Brief 1
Please copy the acupuncture article word for word from "Dr Robyn Parker, an" to "pain and nausea.".
Brief 2
According to the acupuncture article, how many people will receive treatment during the trial?
╭─ Selected text
Acupuncture & Low Back Pain

ACUPUNCTURE will be trialled in emergency departments following its success in lowering pain levels in patients at a busy public hospital.The National Health and Medical Research Council has granted more than $400,000 for a three-year clinical trial.
I found the following article in the Melbourne Age. Thought you might like to have a read. $400,000 means they are now taking us more seriously. I look forward to the final results. Of course, I am biased, so I'm sure they'll find Acupuncture extremely effective. My own clinical experience of the past 22 years tells me I am right about this.

Acupuncture Trial Will Get Straight to the point
LOUISE HALL
June 26, 2009
ACUPUNCTURE will be trialled in emergency departments following its success in lowering pain levels in patients at a busy public hospital.
The National Health and Medical Research Council has granted more than $400,000 for a three-year clinical trial.
During the trial, 400 people will receive drug therapy, acupuncture or both to treat acute migraine, back pain and ankle injuries.
Dr Robyn Parker, an emergency physician and qualified medical acupuncturist, will tell the Winter Symposium of the Australasian College for Emergency Medicine in Darwin today that a pilot program at the Northern Hospital in Epping has shown promising results in managing patients' pain and nausea.
╰─
╭─ Source material
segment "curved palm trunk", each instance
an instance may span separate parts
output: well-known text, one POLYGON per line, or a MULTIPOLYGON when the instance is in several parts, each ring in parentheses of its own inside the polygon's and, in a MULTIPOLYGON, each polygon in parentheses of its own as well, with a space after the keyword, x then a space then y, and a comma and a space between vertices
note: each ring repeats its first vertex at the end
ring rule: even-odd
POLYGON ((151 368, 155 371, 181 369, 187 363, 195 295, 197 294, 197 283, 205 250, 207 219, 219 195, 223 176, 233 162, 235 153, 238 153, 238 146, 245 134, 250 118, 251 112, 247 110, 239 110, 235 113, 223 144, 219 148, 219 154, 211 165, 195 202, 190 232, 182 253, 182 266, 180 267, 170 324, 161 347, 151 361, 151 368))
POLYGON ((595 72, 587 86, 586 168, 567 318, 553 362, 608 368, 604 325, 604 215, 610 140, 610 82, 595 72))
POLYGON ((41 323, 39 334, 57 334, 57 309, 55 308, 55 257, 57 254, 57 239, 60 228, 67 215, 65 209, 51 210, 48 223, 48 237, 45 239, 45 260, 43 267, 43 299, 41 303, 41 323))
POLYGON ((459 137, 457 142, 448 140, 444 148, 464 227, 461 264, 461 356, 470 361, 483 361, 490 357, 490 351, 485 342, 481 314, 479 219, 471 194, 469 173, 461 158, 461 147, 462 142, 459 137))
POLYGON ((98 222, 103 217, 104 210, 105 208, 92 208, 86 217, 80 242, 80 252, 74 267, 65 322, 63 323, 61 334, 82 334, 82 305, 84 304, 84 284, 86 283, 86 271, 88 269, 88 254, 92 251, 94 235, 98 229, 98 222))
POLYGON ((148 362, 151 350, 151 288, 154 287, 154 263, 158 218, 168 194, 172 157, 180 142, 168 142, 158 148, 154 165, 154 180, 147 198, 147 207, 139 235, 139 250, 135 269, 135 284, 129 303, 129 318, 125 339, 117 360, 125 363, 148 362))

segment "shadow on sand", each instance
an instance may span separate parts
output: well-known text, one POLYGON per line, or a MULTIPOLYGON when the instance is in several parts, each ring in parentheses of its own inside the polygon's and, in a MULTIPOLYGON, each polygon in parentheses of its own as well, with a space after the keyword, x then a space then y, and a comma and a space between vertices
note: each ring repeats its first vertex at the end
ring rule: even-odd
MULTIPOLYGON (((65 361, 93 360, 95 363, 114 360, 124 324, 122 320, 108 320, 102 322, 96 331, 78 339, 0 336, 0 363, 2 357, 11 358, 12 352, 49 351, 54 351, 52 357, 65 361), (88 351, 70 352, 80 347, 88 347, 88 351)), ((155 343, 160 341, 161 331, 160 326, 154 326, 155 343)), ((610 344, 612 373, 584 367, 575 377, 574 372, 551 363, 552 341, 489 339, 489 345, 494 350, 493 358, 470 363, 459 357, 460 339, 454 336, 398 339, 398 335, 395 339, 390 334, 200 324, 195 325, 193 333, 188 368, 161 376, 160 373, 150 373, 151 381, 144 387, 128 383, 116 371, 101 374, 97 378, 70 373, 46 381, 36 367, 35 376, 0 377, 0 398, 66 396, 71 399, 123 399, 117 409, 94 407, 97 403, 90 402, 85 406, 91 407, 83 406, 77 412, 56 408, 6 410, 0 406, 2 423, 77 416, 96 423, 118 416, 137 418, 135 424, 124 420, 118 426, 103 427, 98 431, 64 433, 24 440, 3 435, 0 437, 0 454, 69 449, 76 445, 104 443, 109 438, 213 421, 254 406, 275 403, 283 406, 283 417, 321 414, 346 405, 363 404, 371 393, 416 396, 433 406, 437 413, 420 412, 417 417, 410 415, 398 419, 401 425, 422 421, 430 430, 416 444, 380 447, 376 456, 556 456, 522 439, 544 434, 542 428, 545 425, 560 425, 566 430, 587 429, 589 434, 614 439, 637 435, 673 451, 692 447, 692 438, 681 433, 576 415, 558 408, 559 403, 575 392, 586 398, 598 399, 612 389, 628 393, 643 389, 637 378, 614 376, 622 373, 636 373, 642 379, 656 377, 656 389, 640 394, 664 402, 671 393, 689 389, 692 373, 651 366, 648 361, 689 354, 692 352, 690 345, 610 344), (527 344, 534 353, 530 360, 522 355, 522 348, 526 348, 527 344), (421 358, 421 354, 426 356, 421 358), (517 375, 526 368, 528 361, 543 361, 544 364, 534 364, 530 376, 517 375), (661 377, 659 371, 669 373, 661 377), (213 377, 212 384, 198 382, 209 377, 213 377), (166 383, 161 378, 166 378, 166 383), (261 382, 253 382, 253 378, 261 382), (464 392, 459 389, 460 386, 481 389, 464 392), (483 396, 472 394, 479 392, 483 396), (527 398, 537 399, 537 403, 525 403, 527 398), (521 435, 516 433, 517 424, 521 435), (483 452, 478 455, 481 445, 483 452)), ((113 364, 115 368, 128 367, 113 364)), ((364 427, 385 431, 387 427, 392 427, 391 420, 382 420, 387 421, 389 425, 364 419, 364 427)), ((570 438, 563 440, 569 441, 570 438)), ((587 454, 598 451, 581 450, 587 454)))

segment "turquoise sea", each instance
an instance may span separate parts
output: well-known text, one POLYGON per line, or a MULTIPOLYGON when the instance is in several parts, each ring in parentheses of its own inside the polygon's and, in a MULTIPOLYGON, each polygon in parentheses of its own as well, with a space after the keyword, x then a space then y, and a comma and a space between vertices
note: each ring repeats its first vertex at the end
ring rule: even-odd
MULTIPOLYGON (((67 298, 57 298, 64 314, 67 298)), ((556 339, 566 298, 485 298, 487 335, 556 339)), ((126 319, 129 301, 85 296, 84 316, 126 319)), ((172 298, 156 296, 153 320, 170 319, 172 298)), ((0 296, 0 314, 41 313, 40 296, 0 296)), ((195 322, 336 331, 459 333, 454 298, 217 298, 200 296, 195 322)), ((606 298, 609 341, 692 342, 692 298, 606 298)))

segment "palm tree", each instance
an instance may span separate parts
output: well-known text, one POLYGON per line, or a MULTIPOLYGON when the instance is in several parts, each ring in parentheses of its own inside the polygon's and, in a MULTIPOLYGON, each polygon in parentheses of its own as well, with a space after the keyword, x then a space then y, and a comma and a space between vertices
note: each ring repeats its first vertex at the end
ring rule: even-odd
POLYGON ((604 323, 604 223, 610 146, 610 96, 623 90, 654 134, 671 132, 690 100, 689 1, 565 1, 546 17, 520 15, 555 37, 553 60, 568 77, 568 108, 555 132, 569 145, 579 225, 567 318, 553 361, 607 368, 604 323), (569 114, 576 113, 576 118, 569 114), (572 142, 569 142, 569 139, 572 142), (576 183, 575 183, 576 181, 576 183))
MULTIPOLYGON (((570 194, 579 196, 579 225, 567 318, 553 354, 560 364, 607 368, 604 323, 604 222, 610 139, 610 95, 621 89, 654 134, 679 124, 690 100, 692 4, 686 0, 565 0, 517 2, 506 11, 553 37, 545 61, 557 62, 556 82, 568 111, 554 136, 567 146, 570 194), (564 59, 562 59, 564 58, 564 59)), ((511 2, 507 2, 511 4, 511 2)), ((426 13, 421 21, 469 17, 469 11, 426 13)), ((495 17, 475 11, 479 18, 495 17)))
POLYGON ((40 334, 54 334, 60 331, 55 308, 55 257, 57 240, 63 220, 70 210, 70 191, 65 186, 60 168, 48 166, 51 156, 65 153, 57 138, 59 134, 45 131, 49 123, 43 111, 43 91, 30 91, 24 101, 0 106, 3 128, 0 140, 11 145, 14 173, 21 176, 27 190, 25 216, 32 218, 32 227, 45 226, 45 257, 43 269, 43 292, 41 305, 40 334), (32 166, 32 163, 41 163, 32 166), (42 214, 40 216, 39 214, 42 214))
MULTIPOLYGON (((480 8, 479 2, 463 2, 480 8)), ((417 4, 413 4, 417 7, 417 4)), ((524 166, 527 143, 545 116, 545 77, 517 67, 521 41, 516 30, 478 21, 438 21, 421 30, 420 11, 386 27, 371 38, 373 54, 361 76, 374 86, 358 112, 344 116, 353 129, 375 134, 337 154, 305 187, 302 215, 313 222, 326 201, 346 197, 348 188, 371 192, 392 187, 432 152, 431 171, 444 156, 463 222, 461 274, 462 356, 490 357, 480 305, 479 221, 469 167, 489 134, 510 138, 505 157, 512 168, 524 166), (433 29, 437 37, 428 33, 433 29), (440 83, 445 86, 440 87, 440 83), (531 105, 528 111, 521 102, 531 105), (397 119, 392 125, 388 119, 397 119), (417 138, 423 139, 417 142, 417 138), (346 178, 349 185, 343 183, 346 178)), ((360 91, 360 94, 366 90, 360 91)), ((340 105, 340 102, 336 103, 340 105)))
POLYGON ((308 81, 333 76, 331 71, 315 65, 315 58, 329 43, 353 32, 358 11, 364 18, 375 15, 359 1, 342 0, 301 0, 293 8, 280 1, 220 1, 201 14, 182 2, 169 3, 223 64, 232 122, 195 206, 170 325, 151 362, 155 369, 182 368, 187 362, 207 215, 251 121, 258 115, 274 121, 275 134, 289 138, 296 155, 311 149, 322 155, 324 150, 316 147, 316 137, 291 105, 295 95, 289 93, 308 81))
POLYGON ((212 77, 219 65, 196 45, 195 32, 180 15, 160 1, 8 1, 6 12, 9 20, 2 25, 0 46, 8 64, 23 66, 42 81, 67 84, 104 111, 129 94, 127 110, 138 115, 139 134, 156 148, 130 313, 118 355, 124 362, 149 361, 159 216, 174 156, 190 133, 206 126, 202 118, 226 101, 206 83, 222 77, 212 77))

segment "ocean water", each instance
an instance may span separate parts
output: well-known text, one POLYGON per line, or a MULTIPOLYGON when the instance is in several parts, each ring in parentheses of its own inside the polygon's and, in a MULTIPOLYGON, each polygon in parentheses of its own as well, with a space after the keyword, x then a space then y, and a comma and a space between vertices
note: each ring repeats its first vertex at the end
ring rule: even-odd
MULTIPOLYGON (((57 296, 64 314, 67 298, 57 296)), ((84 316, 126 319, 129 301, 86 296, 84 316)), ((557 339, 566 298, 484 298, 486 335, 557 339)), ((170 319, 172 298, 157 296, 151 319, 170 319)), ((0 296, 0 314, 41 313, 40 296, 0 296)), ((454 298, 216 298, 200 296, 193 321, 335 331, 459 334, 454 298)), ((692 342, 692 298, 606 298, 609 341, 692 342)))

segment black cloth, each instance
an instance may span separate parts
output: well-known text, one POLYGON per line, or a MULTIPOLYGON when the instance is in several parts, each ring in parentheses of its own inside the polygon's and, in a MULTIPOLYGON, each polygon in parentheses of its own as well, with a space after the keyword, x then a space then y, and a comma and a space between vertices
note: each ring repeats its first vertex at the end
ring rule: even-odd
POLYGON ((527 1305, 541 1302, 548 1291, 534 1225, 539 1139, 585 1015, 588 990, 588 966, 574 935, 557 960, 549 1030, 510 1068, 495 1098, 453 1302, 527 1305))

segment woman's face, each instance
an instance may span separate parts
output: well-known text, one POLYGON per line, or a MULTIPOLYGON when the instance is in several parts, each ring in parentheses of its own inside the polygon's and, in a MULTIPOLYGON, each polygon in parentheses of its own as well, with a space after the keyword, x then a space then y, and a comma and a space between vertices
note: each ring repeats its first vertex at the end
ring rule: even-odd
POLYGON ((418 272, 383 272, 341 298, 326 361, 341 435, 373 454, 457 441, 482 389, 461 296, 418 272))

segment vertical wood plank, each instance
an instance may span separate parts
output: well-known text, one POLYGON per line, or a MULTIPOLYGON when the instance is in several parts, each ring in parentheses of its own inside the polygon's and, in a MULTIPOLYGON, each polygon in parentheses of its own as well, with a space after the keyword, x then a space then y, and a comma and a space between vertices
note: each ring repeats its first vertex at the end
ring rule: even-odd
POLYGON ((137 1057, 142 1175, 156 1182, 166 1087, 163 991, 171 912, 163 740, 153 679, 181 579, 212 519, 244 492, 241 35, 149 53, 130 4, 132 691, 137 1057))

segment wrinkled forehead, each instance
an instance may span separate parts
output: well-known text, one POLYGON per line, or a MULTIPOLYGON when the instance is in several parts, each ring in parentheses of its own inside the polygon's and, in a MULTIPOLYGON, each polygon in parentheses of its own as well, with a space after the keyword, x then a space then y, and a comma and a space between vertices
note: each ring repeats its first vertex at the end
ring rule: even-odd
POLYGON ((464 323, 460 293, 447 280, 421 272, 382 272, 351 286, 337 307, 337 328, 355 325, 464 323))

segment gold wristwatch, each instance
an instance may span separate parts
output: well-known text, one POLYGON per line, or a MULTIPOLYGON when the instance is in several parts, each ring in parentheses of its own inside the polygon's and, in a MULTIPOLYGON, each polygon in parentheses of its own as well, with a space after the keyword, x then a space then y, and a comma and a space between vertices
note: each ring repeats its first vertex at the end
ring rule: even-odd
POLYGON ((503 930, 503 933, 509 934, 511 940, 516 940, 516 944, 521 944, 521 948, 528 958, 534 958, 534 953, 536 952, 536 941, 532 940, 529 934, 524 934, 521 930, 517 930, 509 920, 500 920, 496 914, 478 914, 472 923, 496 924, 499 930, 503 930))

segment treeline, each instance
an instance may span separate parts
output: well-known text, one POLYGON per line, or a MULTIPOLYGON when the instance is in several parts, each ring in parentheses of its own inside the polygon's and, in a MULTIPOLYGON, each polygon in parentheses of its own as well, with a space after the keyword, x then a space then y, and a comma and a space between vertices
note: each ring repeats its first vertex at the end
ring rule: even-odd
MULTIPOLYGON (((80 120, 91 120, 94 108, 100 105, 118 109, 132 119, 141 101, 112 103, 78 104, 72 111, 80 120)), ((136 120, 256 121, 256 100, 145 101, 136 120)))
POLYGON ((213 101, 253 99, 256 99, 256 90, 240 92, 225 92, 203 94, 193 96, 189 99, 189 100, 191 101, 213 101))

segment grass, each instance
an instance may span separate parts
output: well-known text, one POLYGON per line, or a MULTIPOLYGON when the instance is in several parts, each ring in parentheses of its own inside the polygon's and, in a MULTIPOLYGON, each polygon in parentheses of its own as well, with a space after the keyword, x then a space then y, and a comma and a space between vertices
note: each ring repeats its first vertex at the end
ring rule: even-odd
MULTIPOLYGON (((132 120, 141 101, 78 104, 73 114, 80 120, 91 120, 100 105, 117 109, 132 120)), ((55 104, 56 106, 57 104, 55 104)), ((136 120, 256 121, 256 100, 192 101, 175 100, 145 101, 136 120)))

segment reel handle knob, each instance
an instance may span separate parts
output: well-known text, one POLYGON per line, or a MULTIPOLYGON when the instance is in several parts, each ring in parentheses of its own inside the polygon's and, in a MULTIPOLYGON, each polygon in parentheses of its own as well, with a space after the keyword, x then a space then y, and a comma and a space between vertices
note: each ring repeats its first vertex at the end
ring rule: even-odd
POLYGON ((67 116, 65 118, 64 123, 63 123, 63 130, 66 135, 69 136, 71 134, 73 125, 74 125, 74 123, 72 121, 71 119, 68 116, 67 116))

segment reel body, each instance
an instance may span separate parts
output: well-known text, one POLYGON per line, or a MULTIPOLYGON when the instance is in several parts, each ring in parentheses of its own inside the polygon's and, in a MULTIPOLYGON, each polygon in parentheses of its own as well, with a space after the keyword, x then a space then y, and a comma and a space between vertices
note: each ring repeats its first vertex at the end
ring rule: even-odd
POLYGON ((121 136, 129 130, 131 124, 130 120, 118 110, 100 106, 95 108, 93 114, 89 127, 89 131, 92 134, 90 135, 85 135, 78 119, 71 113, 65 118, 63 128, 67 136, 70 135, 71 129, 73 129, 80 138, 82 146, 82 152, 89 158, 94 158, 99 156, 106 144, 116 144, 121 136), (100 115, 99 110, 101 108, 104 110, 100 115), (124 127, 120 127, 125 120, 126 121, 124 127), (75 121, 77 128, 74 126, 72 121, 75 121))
╰─
Your response 1
Dr Robyn Parker, an emergency physician and qualified medical acupuncturist, will tell the Winter Symposium of the Australasian College for Emergency Medicine in Darwin today that a pilot program at the Northern Hospital in Epping has shown promising results in managing patients' pain and nausea.

Your response 2
400 people.